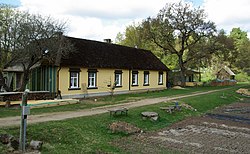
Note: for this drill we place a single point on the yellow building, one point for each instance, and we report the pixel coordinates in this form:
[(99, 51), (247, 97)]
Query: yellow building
[(98, 68)]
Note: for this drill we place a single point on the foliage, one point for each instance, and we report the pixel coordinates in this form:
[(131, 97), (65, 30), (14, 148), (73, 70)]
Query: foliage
[(242, 77), (29, 40), (91, 134), (179, 35)]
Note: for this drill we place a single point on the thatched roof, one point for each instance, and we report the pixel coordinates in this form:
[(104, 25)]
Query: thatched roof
[(94, 54)]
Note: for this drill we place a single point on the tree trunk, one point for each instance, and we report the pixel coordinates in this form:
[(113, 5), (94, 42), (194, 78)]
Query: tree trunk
[(25, 80), (2, 82), (182, 72)]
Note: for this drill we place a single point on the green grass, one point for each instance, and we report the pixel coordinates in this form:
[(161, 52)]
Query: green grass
[(91, 134), (108, 100)]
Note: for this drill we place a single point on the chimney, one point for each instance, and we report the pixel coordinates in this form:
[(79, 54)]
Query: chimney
[(107, 40)]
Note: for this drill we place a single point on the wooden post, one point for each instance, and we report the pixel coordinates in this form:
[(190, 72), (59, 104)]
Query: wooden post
[(24, 113)]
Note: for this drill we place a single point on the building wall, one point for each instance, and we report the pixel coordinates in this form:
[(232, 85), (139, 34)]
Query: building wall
[(105, 79)]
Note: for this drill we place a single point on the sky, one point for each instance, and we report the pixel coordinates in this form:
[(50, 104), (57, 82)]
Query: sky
[(102, 19)]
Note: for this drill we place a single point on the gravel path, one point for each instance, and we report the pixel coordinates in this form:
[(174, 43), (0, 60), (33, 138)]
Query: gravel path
[(206, 134), (15, 121)]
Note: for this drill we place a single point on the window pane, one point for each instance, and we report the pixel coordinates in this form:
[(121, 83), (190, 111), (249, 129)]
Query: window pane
[(160, 78), (146, 77), (74, 79), (92, 79), (134, 79), (118, 79)]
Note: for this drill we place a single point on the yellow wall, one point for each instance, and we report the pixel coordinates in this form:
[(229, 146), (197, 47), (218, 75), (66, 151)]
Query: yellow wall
[(104, 78)]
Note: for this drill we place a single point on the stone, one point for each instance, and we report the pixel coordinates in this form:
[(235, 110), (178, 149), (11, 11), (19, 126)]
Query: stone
[(36, 145), (14, 143), (4, 138), (151, 115), (7, 104), (124, 128)]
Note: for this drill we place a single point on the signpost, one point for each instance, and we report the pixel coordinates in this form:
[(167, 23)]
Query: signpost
[(24, 113)]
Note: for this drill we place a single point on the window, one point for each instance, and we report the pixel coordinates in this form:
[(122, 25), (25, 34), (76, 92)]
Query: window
[(118, 78), (74, 78), (134, 78), (160, 80), (92, 79), (146, 78)]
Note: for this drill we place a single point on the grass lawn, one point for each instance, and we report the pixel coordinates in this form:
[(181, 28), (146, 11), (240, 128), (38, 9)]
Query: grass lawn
[(91, 134), (108, 100)]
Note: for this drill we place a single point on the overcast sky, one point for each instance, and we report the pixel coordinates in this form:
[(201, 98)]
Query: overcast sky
[(101, 19)]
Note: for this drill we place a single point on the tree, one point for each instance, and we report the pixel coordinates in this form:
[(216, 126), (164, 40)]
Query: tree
[(32, 40), (134, 37), (241, 54), (179, 29)]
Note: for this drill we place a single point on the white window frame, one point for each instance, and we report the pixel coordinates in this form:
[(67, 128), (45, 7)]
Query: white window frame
[(146, 78), (118, 79), (91, 79), (134, 79), (74, 79)]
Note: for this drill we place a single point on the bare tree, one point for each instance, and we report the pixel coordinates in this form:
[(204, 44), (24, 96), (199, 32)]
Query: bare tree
[(33, 40)]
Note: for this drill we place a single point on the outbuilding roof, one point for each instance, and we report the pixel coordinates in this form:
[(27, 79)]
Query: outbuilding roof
[(94, 54)]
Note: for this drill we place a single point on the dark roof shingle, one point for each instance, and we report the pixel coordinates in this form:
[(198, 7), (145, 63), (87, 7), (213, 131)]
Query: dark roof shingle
[(94, 54)]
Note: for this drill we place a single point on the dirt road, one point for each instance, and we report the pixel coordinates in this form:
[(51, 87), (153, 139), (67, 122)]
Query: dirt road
[(224, 130), (15, 121)]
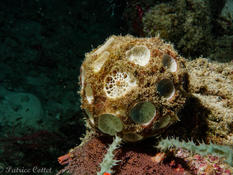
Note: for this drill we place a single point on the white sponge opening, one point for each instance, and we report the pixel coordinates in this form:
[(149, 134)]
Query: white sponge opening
[(169, 63), (117, 84), (89, 93), (139, 55)]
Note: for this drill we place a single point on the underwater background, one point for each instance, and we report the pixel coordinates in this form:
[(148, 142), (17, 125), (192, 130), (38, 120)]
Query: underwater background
[(43, 44)]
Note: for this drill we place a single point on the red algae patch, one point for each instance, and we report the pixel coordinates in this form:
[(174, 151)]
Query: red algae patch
[(134, 159)]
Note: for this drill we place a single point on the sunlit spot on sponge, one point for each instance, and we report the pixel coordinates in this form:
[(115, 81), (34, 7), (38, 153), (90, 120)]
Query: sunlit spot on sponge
[(109, 124), (117, 84), (143, 113), (139, 55)]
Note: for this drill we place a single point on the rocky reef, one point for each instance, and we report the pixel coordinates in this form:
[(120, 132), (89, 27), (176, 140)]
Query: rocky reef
[(195, 27)]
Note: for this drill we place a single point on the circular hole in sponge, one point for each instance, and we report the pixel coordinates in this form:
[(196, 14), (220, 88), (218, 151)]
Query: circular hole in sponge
[(109, 124), (143, 112), (166, 88)]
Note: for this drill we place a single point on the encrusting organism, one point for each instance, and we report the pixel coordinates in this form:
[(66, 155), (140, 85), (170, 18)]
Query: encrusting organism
[(136, 88)]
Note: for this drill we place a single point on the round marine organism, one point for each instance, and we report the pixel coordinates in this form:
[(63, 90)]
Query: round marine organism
[(133, 87)]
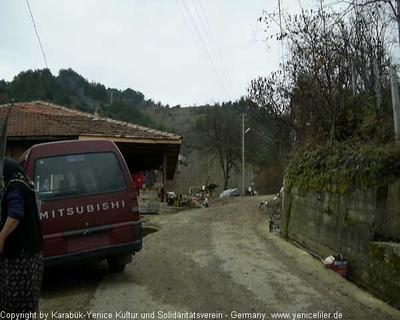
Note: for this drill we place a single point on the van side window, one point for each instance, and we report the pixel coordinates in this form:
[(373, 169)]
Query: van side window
[(78, 175)]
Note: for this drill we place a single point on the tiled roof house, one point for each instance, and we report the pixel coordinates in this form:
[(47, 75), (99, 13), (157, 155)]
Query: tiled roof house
[(37, 122)]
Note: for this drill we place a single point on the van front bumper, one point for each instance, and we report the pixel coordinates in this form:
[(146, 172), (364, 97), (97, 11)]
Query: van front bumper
[(92, 254)]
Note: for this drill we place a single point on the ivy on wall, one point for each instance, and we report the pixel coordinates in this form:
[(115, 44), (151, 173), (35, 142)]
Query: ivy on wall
[(343, 167)]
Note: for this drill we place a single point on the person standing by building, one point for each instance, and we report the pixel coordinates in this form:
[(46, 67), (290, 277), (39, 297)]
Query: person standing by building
┄┄┄┄┄┄
*WHAT IS REQUIRED*: Print the listing word for word, but omit the pictures.

*YOUR RESPONSE*:
Note: for this drill we place a single point on the yellow building, one point for each instance, and we report the pixel coordinates in this form:
[(99, 51), (247, 97)]
Query: yellow building
[(98, 68)]
Note: for this drill we place a single point on the foliage, one point for each instance, and we report the pixel coordinates in this form:
[(131, 97), (65, 30), (14, 148), (73, 70)]
Query: foliage
[(242, 77), (29, 40), (91, 134), (179, 35)]
Note: for this drill we place a single point on the thatched roof, one point for each instance, and we report the pixel coordinates in this form:
[(104, 25)]
Query: thatched roof
[(94, 54)]
Note: for this drill we place a single point on the tree trunk, one point for each instance, and we report the pixel coordinates in this form:
[(113, 5), (94, 42), (194, 78)]
Query: tree trunk
[(25, 80), (2, 82), (182, 72)]
Note: for this drill we place a single point on the green grass, one point for each instance, and we report the pixel coordinates in this form:
[(161, 52)]
Query: green grass
[(91, 134), (108, 100)]
Note: for this drill we place a single point on the chimney, one point for each instance, and we report the pixel coordinates in this form:
[(79, 54)]
Query: chimney
[(107, 40)]
Note: for this drill we place a single point on the wooden post, one point for each instance, and we report the pixel coordinates in this form:
[(190, 72), (59, 104)]
Query: wooden post
[(24, 113)]
Note: for this drill we place a single point on the building wall, one point for each instance, and we report the pixel coordinates in this form:
[(232, 85), (139, 34)]
Query: building wall
[(105, 79)]
Note: for this drill we place a single point on the sky, one point for each instance, and we report the pixel coordinates in this form:
[(50, 104), (57, 82)]
Query: sky
[(102, 19)]
Note: for this drill we place a single point on the gravel path, one point for each instance, and we report the pixel coordinates in this form:
[(174, 43), (0, 60), (33, 138)]
Query: gravel path
[(206, 134), (15, 121)]
Note: for this drill we place a single point on the window pane, one point for each instance, and we report the pixel coordinates in this form:
[(121, 83), (190, 111), (249, 129)]
Query: window pane
[(160, 78), (146, 77), (74, 79), (92, 79), (134, 79), (118, 79)]
Note: for this drill we place a single point on the yellow wall, one point for each instance, and we report the pixel coordinates in this form:
[(229, 146), (197, 47), (218, 75), (66, 151)]
Query: yellow wall
[(104, 78)]
Note: for this drill we place a single point on the stone, one point for each instance, and we report the pixel coordinates in this form:
[(235, 110), (178, 149), (11, 11), (19, 126)]
Query: stone
[(36, 145), (14, 143), (4, 138), (151, 115), (7, 104), (124, 128)]
Note: for this drill we place a single point on the signpost, one point for each instance, and we report the pixel coordinates in this form:
[(167, 23)]
Query: signpost
[(24, 113)]
Note: for this drill we place a single point on the window, one point for each instance, and we report the pixel coordinates in this form:
[(122, 25), (25, 34), (76, 92)]
Query: window
[(118, 78), (74, 78), (134, 78), (160, 80), (92, 79), (146, 78)]
Note: for this drill we place a single point on the grass lawn, one point for each instance, and we report the pixel coordinates in this form:
[(181, 28), (146, 11), (240, 128), (38, 9)]
Query: grass lawn
[(91, 134), (108, 100)]
Note: for this drill we place a single point on the overcast sky, one point for each instance, and we report the pixel coordinates in this form:
[(201, 98)]
Query: overcast sky
[(101, 19)]
Note: for this drill we place a single point on the tree, one point for each instance, and we report the pixel coordinates in this form:
[(216, 126), (164, 40)]
Query: tree
[(32, 40), (134, 37), (241, 54), (179, 29)]
Note: for this drill we place a single point on the white window frame, one point for each instance, and we report the pixel coordinates in this form:
[(67, 128), (45, 7)]
Query: white window frame
[(146, 78), (118, 79), (91, 79), (134, 79), (74, 79)]
Note: for this drill we place a single point on the bare tree, one point for each instance, and we report the pixel coordinates in this form:
[(204, 44), (24, 96), (199, 32)]
Query: bare tree
[(33, 40)]
Note: for this drill we place a single point on the outbuilding roof, one point for each instance, and we report the pixel coordinates in this form:
[(27, 79)]
Query: outbuilding roof
[(94, 54)]
Note: for this drill we place a single point on the dark roof shingle, one point for each instance, and we report the pixel coordinates in this form:
[(198, 7), (145, 63), (87, 7), (213, 131)]
Query: dark roof shingle
[(94, 54)]
Note: for this drill we place a single point on the dirt road, one point for each instance, and we report the pixel coordinates in this form:
[(51, 87), (153, 139), (67, 122)]
Query: dirt road
[(224, 130), (15, 121)]
Note: for this drill we place a single point on the white sponge opening, one point for each instance, and we report the pixel coordinates in this form:
[(149, 134)]
Query: white sponge opening
[(169, 63), (117, 84), (89, 93), (139, 55)]
Note: for this drill we place a single point on the underwater background, one point for each instance, and we report the pixel coordinates in this form:
[(148, 142), (17, 125), (192, 130), (38, 120)]
Query: underwater background
[(43, 44)]
Note: for this drill we place a single point on the red algae patch, one point for each instance, and we report the pixel coordinates in this form:
[(174, 151)]
Query: red algae patch
[(134, 159)]
Note: for this drill we place a single point on the sunlit spot on sponge, one point for each instance, and we report the pixel coordinates in this form:
[(115, 81), (34, 7), (38, 153), (90, 120)]
Query: sunlit spot on sponge
[(109, 124), (117, 84), (143, 113), (139, 55)]
Note: for this drill we place a single point on the rocky reef, one point for each instance, and we report the pixel coordinates in this form:
[(120, 132), (89, 27), (176, 140)]
Query: rocky reef
[(195, 27)]
Note: for this drill we place a single point on the circular hole in sponge, one point for each instance, and we report the pixel coordinates in this form:
[(196, 14), (220, 88), (218, 151)]
Query: circular hole in sponge
[(109, 124), (143, 112), (166, 88)]
Note: for this drill we place a single point on the encrusting organism, one point for each instance, and we report the pixel coordinates in this form:
[(66, 155), (140, 85), (170, 18)]
Query: encrusting organism
[(136, 88)]
Note: for this drill we place a single point on the round marine organism, one point for each instance, and we report the pixel coordinates in this form:
[(63, 90)]
Query: round marine organism
[(133, 87)]
Note: for this drill we place a single point on the van side window, one point for each instance, and we report the pixel coordinates in this form:
[(373, 169)]
Query: van side window
[(78, 175)]
Note: for this drill we place a single point on the tiled roof house, one point for each instance, and we report the pixel coordinates in this form:
[(47, 75), (99, 13), (157, 155)]
Query: tiled roof house
[(37, 122)]
Note: for this drill we place a single point on the van front bumper, one point for each instance, and we report the pixel coordinates in this form:
[(146, 172), (364, 97), (97, 11)]
Query: van front bumper
[(92, 254)]
Note: for this drill we place a single point on the ivy on wall, one point for each instance, and we report the pixel coordinates in this form:
[(115, 44), (151, 173), (35, 142)]
Query: ivy on wall
[(343, 167)]
Note: for this drill we place a single point on the person standing by building, one point for each instance, and we report the pixel coordinates in this form:
[(46, 67), (290, 277), (39, 297)]
Query: person standing by building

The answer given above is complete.